*Задание*. Продолжите текст о Константине Симонове и немецкой книге о Кавказе, начиная сразу после его последнего предложения.

*Выбранный текст*.
▶

Это был единственный случай, когда Петр Андреевич обозначил в газете свой чин.
Наконец объявился Константин Симонов. Мы его командировали на Северо-Кавказский фронт, а он попросил разрешения ехать туда через… Алма-Ату, где снимался фильм «Жди меня». Он хотел посмотреть, как там и что. Словом, вместе с дорогой это должно было занять недели две. Как ни необходимы были его выступления в газете в эти горячие дни на юге, отказывать ему не хотелось. Мы считали, что он поспеет к освобождению Кропоткина и Краснодара. Но Кропоткин не стал ждать Симонова, уже был отвоеван, а за Краснодар еще шли бои. Симонов восполнил свое невольное опоздание двумя другими очерками. Первый из них — «Дорога к Азовскому морю» — опубликован сегодня.
Это путевой очерк, вобравший в себя множество живых впечатлений. В одной из дивизий Симонову преподнесли любопытную книгу. Он потом привез ее в Москву и показал мне. Книга объемистая, на ее титульном листе стоит гриф «Только для служебного пользования». Она издана германским генеральным штабом под названием «Кавказ от Ростова до Калмыкии». На первом ее листе помещена карта Кавказа, на которой прямыми черными стрелами проведены кратчайшие расстояния, пересекающие Кавказ с запада на восток. Ростов — Калмыкия — 600 километров, Ейск — Баку — 1100 километров. Это на первом листе, а на последнем помещен подробный план Баку, раскрашенная карта города. В дни летнего и осеннего наступления этот путь казался немцам весьма реальным. Книга послужила Симонову отличным поводом для размышлений о нашем наступлении на Кавказе, о немецкой тактике:
«…Они любят геометрию, они знают, что прямая линия — кратчайшее расстояние между двумя точками. Берется карта, на нее кладется линейка, взмах карандаша — готово: Ростов — Калмыкия— 600 километров. Линейка слегка смещается, поворачивается, еще взмах карандашом — готово: Ейск — Баку — 1100 километров. Все в порядке, самолеты бомбят, танки стреляют, пехота охрипшим голосом кричит: «Дранг нах Остен!» Все лето и осень мы занимались внесением поправок в немецкую геометрию… Линии, храбро проведенные по карте карандашом, все медленнее стали ползти по земле, все чаще стали изгибаться, прерываться, останавливаться… Под Моздоком, Орджоникидзе, под Нальчиком кончилась немецкая геометрия и началась русская. Войска Северо-Кавказского фронта перешли в наступление».

◀

*Исходные строки*.
▶

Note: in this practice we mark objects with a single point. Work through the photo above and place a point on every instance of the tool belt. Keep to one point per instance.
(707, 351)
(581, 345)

◀

*Ответ*.
После этого вступления он рассказывает, что невдалеке от Прохладного посреди села в маленьком сквере увидел свежую могилу и скромный памятник. Слова, написанные на нем, так поразили Симонова, что он их переписал: «Дорогие товарищи! Вы ходите по земле, вы дышите воздухом, над вами светит солнце победы, счастливой жизни. Эта жизнь нелегко дается, ее добывают в жестоком бою. Отдайте все для этой жизни, как отдали наши товарищи: лейтенант Черников, старшина Коротеев, красноармеец Мысов, красноармеец Фоминых. Помните и любите их, не забывайте! Приходите к этой могиле».
В этих словах выразились те чувства, которые вели людей в огонь. Симонов заставляет читателя задуматься об этом: «Я не знаю, чья рука написала эти слова, но раз прочитав их, трудно о них забыть, ибо они прекрасны. В них сочетались сразу оба высоких чувства, которые ведут сейчас наши войска вперед, через дымные поля сражения. Это вера в свою победу, в свою счастливую звезду. Рядом с нею — готовность безропотно пожертвовать жизнью».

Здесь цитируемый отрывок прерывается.